• **TASK TO COMPLETE**: Count the lines in the following records that contain the word "below". Reply with the number alone.

• **RECORDS FOR THE EXERCISE**:
□ □ □
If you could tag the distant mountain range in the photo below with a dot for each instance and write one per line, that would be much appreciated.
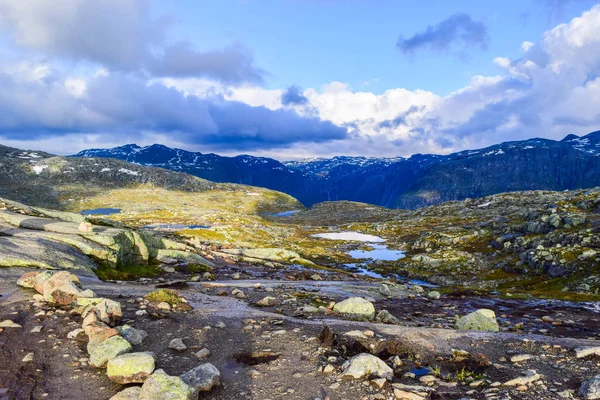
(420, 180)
□ □ □
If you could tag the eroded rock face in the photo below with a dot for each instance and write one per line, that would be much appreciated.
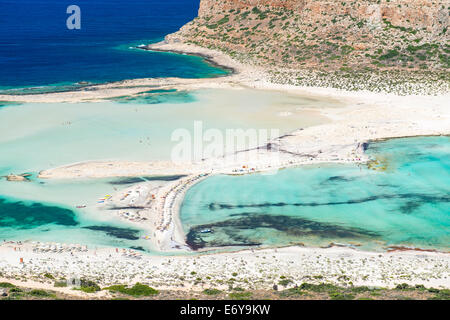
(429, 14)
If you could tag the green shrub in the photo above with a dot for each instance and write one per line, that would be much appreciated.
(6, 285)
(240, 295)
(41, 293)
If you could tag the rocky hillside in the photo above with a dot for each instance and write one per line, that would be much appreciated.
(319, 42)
□ □ □
• **RESULT OF THE EXERCISE**: 2